*** Opening of Dataset excerpts ***
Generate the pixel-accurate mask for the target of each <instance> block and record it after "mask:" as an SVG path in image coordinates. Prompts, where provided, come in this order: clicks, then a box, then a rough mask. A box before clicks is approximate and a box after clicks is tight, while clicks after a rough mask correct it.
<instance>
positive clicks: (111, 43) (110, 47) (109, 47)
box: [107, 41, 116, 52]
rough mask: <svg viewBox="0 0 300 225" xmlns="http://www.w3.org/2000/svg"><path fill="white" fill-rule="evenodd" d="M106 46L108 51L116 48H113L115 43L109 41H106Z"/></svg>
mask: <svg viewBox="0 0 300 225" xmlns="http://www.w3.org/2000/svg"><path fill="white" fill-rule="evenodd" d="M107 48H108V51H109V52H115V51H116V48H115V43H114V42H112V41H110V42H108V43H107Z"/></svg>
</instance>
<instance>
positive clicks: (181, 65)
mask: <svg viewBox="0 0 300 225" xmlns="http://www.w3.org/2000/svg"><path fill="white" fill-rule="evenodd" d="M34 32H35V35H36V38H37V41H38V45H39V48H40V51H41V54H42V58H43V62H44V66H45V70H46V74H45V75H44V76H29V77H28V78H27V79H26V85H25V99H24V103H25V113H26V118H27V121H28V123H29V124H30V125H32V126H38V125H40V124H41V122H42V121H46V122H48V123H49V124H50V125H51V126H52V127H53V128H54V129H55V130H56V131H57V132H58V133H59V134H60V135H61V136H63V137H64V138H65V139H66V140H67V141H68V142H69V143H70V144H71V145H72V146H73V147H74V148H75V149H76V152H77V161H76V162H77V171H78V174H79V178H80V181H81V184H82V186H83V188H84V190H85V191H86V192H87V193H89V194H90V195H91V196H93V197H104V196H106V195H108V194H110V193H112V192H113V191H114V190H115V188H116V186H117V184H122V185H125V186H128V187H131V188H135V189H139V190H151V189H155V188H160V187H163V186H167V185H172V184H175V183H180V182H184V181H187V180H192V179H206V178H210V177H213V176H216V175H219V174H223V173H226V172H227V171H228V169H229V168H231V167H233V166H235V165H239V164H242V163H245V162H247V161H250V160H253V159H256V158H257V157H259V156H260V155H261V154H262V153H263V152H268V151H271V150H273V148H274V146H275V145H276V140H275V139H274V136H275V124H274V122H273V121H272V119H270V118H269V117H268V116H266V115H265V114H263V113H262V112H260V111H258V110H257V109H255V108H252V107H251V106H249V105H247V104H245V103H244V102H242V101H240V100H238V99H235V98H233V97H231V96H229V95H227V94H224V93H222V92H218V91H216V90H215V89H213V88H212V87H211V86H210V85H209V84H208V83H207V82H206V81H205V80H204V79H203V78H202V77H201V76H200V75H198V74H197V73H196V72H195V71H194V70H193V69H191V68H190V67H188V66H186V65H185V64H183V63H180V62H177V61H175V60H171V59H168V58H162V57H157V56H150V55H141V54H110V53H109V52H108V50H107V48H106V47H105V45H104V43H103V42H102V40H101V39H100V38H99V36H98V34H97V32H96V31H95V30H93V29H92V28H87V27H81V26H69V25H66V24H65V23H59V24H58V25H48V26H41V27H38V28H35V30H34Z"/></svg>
*** Close of Dataset excerpts ***
Problem:
Take the material above and reproduce it word for word.

Result of this task:
Generate the pixel-accurate mask for the target of each <instance> block and record it after "mask:" as an SVG path in image coordinates. Prompts, where provided, come in this order: clicks, then a box, then a rough mask. A box before clicks is approximate and a box after clicks is tight, while clicks after a rough mask correct it.
<instance>
positive clicks: (111, 43) (110, 47) (109, 47)
box: [107, 41, 116, 52]
rough mask: <svg viewBox="0 0 300 225" xmlns="http://www.w3.org/2000/svg"><path fill="white" fill-rule="evenodd" d="M106 46L108 51L116 48H113L115 43L109 41H106Z"/></svg>
mask: <svg viewBox="0 0 300 225" xmlns="http://www.w3.org/2000/svg"><path fill="white" fill-rule="evenodd" d="M107 48H108V51H109V52H115V51H116V48H115V43H114V42H112V41H110V42H108V43H107Z"/></svg>
</instance>
<instance>
positive clicks: (181, 65)
mask: <svg viewBox="0 0 300 225" xmlns="http://www.w3.org/2000/svg"><path fill="white" fill-rule="evenodd" d="M34 32H35V35H36V38H37V41H38V45H39V48H40V51H41V54H42V58H43V62H44V66H45V70H46V74H45V75H44V76H29V77H28V78H27V79H26V85H25V99H24V103H25V113H26V118H27V121H28V123H29V124H30V125H32V126H38V125H40V124H41V122H42V121H46V122H48V123H49V124H50V125H51V126H52V127H53V128H54V129H55V130H56V131H57V132H58V133H59V134H60V135H61V136H63V137H64V138H65V139H66V140H67V141H68V142H69V143H70V144H71V145H72V146H73V147H74V148H75V149H76V152H77V161H76V162H77V171H78V174H79V178H80V181H81V184H82V186H83V188H84V190H85V191H86V192H87V193H89V194H90V195H91V196H93V197H104V196H106V195H108V194H110V193H112V192H113V191H114V190H115V188H116V186H117V184H122V185H125V186H128V187H131V188H135V189H139V190H151V189H155V188H160V187H163V186H167V185H172V184H175V183H180V182H184V181H187V180H192V179H206V178H210V177H213V176H216V175H219V174H223V173H226V172H227V171H228V169H229V168H231V167H233V166H235V165H239V164H242V163H245V162H247V161H250V160H253V159H256V158H257V157H259V156H260V155H261V154H262V153H263V152H268V151H271V150H273V148H274V146H275V145H276V140H275V139H274V136H275V124H274V122H273V121H272V119H270V118H269V117H268V116H266V115H265V114H263V113H262V112H260V111H258V110H257V109H255V108H252V107H251V106H249V105H247V104H245V103H244V102H242V101H240V100H238V99H235V98H233V97H231V96H229V95H227V94H224V93H222V92H218V91H216V90H215V89H213V88H212V87H211V86H210V85H209V84H208V83H207V82H206V81H205V80H204V79H203V78H202V77H201V76H200V75H198V74H197V73H196V72H195V71H194V70H193V69H191V68H190V67H188V66H186V65H185V64H183V63H180V62H177V61H175V60H171V59H168V58H162V57H157V56H150V55H141V54H110V53H109V52H108V50H107V48H106V47H105V45H104V43H103V42H102V40H101V39H100V38H99V36H98V34H97V32H96V31H95V30H93V29H92V28H87V27H81V26H69V25H66V24H65V23H59V24H58V25H48V26H41V27H38V28H35V30H34Z"/></svg>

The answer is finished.